Text -

——————

Conservation isn’t just about avoiding cutting down trees. Successful long-term conservation—particularly in places where lots of people live in, around and from the forest—needs to be much more strategic. Sometimes, keeping old-growth forests intact includes planting trees explicitly to be felled for timber or firewood and/or harvesting high-value products from them without destroying them.
An interesting case in point is the Managalas Conservation Area (MCA), which spans the 214,696-hectare Managalas Plateau in Papua New Guinea’s (PNG)’s Oro Province. Far from an uninhabited wilderness, it’s populated by over 22,000 people—most of whom draw the bulk of their sustenance and livelihoods from the landscape.
There—after 30 years of negotiation, education and consensus-building facilitated by Port Moresby-based NGO Partners with Melanesians (PwM) and funded by the Rainforest Foundation Norway (RFN)—the 152 clans that own the area have agreed to protect their biodiversity-rich land from large-scale logging, mining, industrial agriculture and other destructive land uses.
But this hard-won agreement is also just the start of a new and nuanced conversation. Most people signed up to the agreement on the understanding that they would be tangibly ‘better off’ by pursuing conservation—that it would enable other kinds of development that could improve their living conditions and sustain them long-term.
Now, the work of the local organisation charged with managing the MCA and its international partners—namely, the Center for International Forestry Research and World Agroforestry (CIFOR-ICRAF), with funding from the European Union—is to help its communities find ways to make that happen.

——————

Data under study -

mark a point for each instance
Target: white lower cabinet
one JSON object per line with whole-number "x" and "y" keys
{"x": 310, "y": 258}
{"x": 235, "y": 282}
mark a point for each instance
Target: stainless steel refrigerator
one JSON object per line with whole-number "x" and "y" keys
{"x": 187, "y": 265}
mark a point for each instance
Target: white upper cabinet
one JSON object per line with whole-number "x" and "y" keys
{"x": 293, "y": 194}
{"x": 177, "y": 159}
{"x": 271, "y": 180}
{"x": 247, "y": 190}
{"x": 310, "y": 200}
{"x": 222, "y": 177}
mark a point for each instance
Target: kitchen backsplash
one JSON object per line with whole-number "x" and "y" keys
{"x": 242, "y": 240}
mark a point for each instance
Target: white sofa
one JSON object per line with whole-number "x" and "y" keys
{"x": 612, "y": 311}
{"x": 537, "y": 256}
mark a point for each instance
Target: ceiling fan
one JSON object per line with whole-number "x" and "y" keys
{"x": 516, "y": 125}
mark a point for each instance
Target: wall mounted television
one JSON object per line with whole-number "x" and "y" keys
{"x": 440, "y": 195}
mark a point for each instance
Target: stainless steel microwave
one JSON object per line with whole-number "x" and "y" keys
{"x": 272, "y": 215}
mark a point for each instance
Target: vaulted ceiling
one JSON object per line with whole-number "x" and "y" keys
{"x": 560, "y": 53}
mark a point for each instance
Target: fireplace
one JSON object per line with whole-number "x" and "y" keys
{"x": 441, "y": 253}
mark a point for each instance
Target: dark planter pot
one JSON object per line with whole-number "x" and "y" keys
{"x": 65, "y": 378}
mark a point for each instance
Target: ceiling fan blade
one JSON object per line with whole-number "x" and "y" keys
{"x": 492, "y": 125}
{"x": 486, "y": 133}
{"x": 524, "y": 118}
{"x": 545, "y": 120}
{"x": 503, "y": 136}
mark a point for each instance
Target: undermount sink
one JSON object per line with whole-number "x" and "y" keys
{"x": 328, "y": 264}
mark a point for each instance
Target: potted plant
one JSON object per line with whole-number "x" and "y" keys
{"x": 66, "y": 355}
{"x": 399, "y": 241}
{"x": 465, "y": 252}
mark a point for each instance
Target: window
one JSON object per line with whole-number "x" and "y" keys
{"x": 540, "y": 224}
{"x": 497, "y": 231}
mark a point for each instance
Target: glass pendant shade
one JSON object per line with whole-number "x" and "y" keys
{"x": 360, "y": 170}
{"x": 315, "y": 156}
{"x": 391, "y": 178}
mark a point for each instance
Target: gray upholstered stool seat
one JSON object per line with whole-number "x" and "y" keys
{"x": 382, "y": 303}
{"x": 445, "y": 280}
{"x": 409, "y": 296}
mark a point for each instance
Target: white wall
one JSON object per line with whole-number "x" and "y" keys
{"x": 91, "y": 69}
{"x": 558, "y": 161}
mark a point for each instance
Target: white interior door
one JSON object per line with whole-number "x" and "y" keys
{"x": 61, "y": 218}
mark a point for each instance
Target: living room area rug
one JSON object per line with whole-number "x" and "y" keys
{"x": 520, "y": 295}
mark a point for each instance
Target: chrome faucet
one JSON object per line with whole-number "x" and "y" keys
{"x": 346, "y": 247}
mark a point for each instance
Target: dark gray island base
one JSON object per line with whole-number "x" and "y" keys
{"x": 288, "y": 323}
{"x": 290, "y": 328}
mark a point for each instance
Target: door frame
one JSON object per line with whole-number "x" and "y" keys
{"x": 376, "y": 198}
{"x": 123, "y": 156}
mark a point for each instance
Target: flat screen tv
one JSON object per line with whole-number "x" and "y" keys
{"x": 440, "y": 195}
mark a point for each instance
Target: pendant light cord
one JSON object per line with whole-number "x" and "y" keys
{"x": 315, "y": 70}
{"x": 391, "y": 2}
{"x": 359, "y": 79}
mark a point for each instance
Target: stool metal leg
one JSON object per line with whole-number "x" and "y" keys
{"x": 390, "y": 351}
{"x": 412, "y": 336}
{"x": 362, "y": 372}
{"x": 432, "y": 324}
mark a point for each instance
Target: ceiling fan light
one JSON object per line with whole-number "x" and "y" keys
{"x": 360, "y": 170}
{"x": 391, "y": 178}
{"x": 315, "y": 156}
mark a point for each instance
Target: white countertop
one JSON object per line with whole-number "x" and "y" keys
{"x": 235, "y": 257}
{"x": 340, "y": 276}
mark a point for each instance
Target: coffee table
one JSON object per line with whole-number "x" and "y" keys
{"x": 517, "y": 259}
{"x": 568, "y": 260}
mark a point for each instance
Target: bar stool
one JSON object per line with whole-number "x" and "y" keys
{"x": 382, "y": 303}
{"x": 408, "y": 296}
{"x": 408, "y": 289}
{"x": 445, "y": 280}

——————

Work item A -
Reproduce the text on the Managalas Conservation Area word for word, beginning at the words "There—after 30 years" and stopping after "destructive land uses.".
Work item B -
Sum up the text on the Managalas Conservation Area in two sentences.
The entries play no part in this work.

Reply A -
There—after 30 years of negotiation, education and consensus-building facilitated by Port Moresby-based NGO Partners with Melanesians (PwM) and funded by the Rainforest Foundation Norway (RFN)—the 152 clans that own the area have agreed to protect their biodiversity-rich land from large-scale logging, mining, industrial agriculture and other destructive land uses.

Reply B -
The Managalas Conservation Area covers the 214,696-hectare Managalas Plateau in Papua New Guinea's Oro Province, where over 22,000 people draw most of their living from the land. After 30 years of work facilitated by Partners with Melanesians and funded by Rainforest Foundation Norway, the area's 152 owning clans agreed to protect it from large-scale logging, mining, industrial agriculture and other destructive uses, and the local managing organization and CIFOR-ICRAF, funded by the European Union, are now helping communities find ways to be better off through conservation.